## Document passage

Perhaps easily but not professionally - adding credit balances to the Manager aged reports would create a higher standard of reporting presentation, rather then a reproduction spreadsheet standard.
Fully agree. A credit note is a correction of sales invoice. In Accounts Receivable the sales invoices, credit notes and their respective payments “come together” at a certain point of time. Aged Receivables should always reflect all the details of Accounts Receivable, but from a date perspective. So including outstanding credit notes even when there is a credit balance. Difference in both totals assumes an error in the details.
Moreover outstanding credit notes are often created by the fact that the client paid all of his outstanding invoices, but for some reason forgot to deduct the credit note. Very professional to inform the client of his abuse.
I am still concerned about this Report. It really should reconcile to the balance of AR in the Balance Sheet. A similar situation would exist with the Aged Payables report; that should reconcile with the AP balance in the Balance Sheet. So, any CREDIT balances in AR or DEBIT balances in AP should be included in their respective Aged Reports. I have been a Consultant CPA for over thirty years and have yet to find an automated accounting system that does NOT have their Aged Reports reconcile with the relevant account in the Balance Sheet. I acknowledge the fact that for “audit trail purposes”, other listings CAN be exported to (say) Excel and analysed … but why go “outside the system” when it would be so easy to include ALL balances in the Aged Reports? Can this request be included for consideration in the next update of Manager?
With your new release, it now appears that the Aged AR Report DOES include CREDIT balances. Is this correct? Previously it was stated that this feature was not really useful … why the change of heart? Also, is there consistency between AR and AP … in other words, will DEBIT balances now also appear in the Aged AP Report?
If true, then the power of valid argument has risen to the front - don’t question the why.
I don’t see this happening as of v17.9.38. Here is the Customers listing for a test company:
This matches the Summary’s Accounts receivable:
But the Aged Receivables report only shows the customer who owes money:
@ozcpa, can you provide an illustration where a customer credit balance shows on the Aged Receivables report?
The why is important because if demonstrates the development methodology of the designer. The logic that I used to get this “feature” implemented was perfectly sound logic (based on my extensive experience as a Consultant CPA), yet I was informed that the “feature” wasn’t necessary. As it now appears to have been implemented, I was curious as to what had changed in the minds of the developers.

## Given instruction A
Summarize the forum thread in two sentences.

## Data for this task

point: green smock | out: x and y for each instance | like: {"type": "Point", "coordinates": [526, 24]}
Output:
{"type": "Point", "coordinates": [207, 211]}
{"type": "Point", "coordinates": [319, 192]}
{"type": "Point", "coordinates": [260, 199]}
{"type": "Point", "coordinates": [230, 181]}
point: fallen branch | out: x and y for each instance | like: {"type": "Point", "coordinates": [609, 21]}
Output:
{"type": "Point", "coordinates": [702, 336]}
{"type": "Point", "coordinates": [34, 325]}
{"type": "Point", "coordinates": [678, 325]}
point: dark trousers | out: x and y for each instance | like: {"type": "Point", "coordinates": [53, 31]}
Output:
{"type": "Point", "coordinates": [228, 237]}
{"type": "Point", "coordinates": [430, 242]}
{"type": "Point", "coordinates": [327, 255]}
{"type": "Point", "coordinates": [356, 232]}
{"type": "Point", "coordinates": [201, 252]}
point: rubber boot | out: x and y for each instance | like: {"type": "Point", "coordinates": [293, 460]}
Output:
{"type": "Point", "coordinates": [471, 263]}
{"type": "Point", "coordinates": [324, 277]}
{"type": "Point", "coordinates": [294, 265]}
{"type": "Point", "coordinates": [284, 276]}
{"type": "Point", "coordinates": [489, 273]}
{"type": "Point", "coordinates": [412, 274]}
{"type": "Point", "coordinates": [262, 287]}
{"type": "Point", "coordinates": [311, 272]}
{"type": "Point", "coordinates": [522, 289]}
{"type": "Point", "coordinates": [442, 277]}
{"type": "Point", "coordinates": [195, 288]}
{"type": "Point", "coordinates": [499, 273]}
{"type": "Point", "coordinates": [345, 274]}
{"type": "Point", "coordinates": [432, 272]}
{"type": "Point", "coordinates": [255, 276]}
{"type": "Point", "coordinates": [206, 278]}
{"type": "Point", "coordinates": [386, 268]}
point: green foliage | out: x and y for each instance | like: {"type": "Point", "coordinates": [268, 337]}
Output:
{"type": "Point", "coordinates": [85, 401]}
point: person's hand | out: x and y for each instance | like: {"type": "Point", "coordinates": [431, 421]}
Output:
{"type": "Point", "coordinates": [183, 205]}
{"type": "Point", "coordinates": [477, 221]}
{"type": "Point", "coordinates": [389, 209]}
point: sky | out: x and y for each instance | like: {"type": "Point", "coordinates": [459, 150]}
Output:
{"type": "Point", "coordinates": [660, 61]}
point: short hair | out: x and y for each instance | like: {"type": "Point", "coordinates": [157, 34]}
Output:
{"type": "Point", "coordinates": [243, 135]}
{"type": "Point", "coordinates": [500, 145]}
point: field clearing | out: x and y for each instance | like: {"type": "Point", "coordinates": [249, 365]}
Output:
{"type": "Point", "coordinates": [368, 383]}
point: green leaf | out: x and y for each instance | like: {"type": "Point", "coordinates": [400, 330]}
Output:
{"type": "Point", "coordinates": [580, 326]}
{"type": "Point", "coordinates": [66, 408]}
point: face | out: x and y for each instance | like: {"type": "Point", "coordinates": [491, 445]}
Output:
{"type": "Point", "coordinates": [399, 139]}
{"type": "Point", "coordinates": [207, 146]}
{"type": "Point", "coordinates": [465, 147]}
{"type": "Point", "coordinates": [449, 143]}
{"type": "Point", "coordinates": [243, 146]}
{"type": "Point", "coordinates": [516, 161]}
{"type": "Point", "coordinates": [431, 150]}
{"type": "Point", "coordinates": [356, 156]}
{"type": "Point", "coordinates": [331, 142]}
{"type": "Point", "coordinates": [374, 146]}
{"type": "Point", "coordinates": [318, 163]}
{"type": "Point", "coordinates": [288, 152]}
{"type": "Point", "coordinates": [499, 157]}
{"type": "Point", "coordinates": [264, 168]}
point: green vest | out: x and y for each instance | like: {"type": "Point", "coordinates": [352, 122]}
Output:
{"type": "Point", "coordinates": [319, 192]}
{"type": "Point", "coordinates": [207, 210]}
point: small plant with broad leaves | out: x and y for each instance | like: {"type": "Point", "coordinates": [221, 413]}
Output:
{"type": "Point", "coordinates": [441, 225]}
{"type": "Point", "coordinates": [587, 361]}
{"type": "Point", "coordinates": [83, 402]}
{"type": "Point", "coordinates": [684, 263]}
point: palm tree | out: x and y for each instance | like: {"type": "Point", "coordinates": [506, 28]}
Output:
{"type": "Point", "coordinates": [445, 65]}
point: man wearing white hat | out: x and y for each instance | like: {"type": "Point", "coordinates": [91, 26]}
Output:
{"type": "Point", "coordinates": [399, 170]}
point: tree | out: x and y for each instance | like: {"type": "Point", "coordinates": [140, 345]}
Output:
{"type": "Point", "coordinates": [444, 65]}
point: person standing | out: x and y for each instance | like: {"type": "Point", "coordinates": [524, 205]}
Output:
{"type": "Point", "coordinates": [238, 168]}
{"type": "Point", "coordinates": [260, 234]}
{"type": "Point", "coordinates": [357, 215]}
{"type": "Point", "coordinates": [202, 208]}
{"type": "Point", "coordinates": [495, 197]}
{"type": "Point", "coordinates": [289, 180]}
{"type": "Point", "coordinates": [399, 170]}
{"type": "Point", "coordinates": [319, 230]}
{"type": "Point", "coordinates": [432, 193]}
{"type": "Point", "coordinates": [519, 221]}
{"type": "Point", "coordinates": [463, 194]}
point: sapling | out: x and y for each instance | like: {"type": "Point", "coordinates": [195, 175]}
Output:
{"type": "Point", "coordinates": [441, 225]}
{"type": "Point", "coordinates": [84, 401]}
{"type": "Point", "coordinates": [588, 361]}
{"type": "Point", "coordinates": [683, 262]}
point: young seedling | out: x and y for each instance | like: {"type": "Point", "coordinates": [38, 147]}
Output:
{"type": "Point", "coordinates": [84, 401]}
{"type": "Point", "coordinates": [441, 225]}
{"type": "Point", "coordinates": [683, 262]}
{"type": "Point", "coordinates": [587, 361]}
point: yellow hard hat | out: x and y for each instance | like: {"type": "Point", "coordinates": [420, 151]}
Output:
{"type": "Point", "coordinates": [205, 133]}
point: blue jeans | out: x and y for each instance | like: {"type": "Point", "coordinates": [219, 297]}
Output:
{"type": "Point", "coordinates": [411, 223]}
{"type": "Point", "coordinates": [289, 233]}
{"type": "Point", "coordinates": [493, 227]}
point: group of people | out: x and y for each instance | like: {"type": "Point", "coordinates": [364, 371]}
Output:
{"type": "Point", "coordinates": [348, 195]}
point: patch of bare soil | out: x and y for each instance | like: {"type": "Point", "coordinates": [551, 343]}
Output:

## Given instruction B
List every line of the records that contains the word "tree".

## Worked answer A
Participants argue that Manager's Aged Receivables and Aged Payables reports should include credit balances in AR and debit balances in AP so that they reconcile with the Balance Sheet. When one asks whether a new release now shows credit balances, another finds that as of v17.9.38 the Aged Receivables report still shows only the customer who owes money.

## Worked answer B
point: palm tree | out: x and y for each instance | like: {"type": "Point", "coordinates": [506, 28]}
point: tree | out: x and y for each instance | like: {"type": "Point", "coordinates": [140, 345]}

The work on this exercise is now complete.